Problem requirements: Pull out every line of the items below that contains the string "surface", and copy each one unchanged.

**** Stored rows ****

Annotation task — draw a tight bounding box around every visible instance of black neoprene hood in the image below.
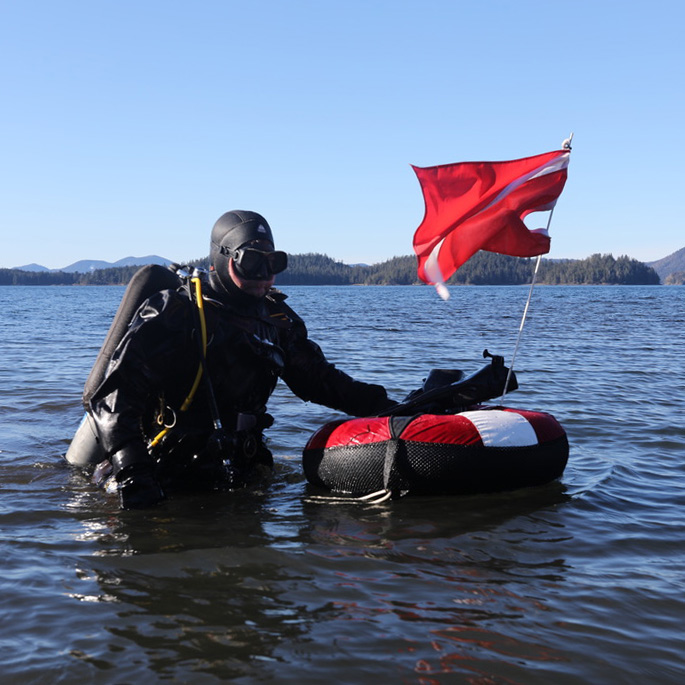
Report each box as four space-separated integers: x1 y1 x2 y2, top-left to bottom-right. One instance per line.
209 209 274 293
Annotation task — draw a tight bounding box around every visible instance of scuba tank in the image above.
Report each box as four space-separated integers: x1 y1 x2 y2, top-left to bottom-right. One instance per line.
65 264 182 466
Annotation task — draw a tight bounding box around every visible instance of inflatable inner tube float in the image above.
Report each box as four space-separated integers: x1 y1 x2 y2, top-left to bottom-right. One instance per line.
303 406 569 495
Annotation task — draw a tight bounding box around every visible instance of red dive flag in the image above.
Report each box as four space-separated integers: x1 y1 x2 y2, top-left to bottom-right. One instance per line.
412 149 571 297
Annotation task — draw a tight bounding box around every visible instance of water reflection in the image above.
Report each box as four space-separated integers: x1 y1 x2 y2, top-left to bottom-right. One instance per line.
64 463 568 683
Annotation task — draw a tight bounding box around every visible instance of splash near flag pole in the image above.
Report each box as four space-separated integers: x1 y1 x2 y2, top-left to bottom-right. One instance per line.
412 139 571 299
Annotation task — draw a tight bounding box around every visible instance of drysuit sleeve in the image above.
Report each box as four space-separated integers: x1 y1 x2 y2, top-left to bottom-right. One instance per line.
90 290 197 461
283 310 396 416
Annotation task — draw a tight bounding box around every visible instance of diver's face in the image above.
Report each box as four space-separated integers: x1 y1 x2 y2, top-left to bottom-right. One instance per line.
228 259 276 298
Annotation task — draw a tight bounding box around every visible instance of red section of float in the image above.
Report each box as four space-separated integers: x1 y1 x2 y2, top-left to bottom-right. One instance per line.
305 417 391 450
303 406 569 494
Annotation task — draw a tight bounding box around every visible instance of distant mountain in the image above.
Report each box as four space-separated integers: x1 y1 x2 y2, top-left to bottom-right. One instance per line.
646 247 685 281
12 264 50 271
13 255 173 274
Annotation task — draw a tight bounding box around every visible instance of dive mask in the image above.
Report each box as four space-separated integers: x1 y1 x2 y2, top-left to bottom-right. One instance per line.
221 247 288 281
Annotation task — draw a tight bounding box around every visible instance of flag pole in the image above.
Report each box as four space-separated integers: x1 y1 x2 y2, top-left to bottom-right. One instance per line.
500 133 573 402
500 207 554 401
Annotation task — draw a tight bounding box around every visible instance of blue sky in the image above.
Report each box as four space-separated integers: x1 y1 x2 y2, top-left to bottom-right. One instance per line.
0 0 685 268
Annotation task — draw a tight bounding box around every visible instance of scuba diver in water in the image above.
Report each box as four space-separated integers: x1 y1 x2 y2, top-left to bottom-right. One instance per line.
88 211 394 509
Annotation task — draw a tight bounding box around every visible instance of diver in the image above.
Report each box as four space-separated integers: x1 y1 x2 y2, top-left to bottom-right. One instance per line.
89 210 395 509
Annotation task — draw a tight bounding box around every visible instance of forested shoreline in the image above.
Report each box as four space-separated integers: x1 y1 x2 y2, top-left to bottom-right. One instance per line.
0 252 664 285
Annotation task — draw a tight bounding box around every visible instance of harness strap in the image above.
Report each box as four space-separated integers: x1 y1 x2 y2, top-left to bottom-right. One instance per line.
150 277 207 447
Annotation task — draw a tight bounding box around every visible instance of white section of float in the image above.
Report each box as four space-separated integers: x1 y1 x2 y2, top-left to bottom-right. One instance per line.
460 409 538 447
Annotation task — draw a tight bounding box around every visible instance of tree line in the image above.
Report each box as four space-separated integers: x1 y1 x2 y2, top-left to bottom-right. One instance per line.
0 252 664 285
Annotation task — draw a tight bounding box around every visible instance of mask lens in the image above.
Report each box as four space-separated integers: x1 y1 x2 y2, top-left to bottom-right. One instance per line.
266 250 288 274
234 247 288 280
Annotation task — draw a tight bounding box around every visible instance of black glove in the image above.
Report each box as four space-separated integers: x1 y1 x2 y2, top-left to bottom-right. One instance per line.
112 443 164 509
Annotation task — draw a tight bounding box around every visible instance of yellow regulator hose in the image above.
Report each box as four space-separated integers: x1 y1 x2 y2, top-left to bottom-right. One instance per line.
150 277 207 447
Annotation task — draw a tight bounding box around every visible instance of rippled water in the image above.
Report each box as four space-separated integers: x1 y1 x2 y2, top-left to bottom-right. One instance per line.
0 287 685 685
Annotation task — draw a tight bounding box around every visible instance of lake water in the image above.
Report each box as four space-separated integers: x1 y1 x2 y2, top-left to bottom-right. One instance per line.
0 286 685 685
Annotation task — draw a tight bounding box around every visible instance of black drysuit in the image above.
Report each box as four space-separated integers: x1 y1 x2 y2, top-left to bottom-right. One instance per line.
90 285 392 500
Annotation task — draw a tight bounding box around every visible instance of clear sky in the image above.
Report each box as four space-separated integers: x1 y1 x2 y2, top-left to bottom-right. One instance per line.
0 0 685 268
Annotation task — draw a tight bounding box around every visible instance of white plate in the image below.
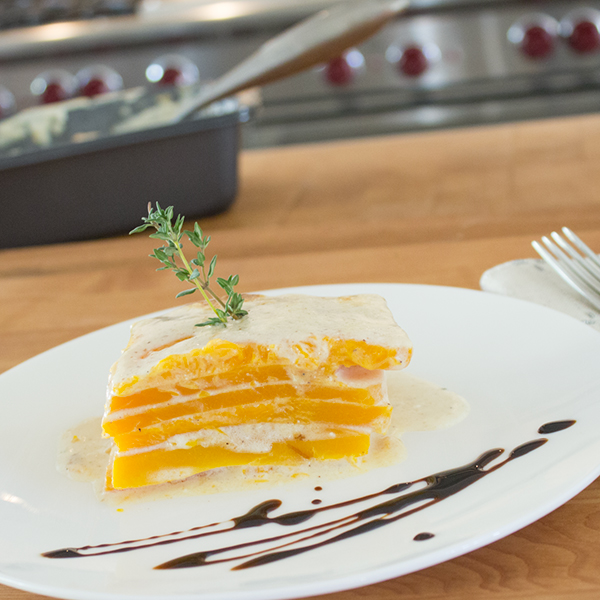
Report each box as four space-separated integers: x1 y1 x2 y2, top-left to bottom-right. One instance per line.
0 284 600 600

****
**** Stored rows ****

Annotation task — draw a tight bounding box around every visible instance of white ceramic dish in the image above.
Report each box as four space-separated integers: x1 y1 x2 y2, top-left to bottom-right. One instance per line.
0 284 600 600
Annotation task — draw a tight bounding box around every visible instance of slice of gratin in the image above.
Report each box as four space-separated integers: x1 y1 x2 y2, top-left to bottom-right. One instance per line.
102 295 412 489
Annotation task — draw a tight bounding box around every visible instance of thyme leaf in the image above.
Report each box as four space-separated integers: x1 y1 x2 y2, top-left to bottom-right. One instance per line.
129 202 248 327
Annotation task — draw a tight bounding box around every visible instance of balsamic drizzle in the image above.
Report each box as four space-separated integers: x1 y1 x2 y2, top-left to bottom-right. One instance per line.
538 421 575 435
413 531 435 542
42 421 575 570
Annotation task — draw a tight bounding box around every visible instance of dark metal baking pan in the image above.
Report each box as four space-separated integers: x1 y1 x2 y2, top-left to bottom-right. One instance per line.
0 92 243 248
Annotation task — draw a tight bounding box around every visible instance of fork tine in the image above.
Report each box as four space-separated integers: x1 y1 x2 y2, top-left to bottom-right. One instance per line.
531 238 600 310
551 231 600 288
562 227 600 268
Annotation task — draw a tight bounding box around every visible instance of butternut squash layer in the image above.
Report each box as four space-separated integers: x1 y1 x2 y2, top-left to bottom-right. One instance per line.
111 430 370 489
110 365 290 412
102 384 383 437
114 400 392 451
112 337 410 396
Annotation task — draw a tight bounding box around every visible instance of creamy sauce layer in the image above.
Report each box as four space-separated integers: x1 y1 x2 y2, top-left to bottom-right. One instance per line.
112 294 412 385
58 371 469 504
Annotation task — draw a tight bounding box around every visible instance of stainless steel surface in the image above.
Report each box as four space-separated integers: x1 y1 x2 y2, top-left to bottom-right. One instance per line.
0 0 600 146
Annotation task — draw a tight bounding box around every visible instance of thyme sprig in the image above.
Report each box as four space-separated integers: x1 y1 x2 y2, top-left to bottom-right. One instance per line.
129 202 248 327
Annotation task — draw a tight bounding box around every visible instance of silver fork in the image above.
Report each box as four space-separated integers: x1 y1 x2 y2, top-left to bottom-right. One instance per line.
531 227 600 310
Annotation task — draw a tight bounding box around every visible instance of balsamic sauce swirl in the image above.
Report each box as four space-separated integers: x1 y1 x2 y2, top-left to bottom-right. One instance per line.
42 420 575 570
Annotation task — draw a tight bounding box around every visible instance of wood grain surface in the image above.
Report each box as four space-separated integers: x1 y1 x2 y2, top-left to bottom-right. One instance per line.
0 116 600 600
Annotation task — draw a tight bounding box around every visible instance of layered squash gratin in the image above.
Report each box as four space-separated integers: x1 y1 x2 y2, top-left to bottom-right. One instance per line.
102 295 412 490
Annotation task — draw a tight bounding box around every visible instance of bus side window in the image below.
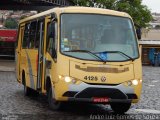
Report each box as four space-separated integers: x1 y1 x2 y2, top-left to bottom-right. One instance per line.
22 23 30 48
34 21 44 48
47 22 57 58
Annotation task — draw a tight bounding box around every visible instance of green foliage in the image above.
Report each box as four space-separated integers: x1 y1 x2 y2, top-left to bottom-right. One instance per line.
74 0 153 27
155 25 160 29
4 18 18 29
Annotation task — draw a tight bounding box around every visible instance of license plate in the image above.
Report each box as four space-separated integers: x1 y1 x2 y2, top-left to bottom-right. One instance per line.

****

Output below:
Annotation task — draw a tight bounding box around every visible instance of stainless steel surface in the image above.
Annotation task — draw a tight bounding box around every visible instance of wood grain surface in the image above.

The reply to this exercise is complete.